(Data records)
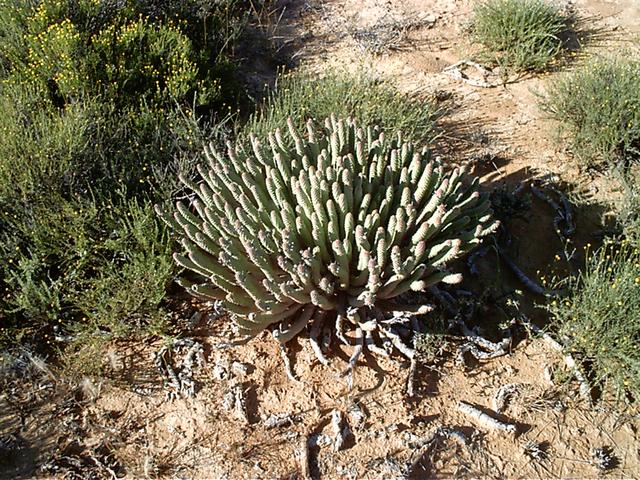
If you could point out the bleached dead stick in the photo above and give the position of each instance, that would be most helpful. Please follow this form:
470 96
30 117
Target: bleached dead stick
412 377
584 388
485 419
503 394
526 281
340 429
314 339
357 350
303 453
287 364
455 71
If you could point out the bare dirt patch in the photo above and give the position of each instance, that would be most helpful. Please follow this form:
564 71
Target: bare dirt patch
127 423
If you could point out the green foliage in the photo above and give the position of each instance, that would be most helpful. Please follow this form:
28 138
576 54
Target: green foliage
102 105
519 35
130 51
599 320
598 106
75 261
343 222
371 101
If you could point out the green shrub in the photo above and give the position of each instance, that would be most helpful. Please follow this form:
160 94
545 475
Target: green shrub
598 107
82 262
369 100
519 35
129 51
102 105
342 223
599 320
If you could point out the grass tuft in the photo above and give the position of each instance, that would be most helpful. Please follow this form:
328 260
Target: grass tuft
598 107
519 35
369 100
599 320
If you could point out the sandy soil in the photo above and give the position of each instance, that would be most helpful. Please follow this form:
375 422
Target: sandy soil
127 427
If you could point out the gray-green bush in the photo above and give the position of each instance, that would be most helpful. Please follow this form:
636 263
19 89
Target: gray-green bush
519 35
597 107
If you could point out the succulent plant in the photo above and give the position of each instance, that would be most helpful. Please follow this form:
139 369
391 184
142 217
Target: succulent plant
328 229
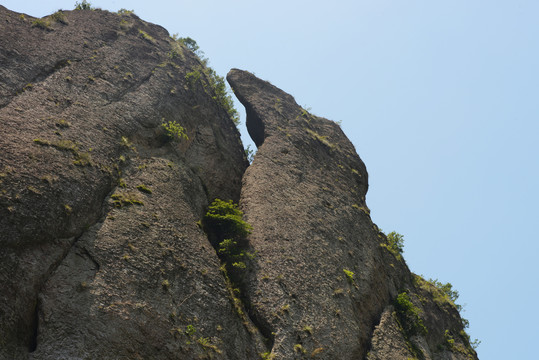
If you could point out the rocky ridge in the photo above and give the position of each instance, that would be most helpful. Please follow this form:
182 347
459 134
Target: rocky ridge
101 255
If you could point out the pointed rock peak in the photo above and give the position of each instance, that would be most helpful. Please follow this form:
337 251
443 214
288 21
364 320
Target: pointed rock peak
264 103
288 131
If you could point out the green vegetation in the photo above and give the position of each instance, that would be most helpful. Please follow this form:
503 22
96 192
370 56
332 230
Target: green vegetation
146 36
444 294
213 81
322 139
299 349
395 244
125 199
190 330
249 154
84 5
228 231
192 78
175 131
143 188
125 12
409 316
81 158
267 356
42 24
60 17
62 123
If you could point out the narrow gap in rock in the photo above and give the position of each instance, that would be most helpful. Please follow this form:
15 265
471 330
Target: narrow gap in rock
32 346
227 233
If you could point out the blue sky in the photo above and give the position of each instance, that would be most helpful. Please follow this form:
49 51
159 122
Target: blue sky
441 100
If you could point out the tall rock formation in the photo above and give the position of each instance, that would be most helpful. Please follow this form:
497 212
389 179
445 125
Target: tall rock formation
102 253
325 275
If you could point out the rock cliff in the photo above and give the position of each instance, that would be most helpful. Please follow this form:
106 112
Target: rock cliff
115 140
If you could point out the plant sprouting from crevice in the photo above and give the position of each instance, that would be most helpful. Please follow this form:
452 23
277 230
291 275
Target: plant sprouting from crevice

PROBLEM STATEMENT → Reproduce, exactly and with nothing added, the lines from the one that includes "If you could point out the blue" through the last line of the material.

EXPECTED OUTPUT →
If you could point out the blue sky in the photo above and give the position of each instance, that would be most helpful. Please follow this form:
49 51
159 122
Target: blue sky
441 100
If you could point out the tall rock formation in the photo above and give the position of each instance, that would be most helpful. Please follow this form:
497 212
389 179
445 125
Target: tall rock formation
102 253
325 275
If you could point out the rock cliff in the photo above and give the position of each instance, that would be most helpful. Please follow this form:
106 112
Target: rock cliff
115 140
If you could point out the plant sprouting from crevice in the photo above and give the position of each instance, that would be most helpful. Please follow this form:
452 23
277 230
291 275
Target: plant sprouting from crevice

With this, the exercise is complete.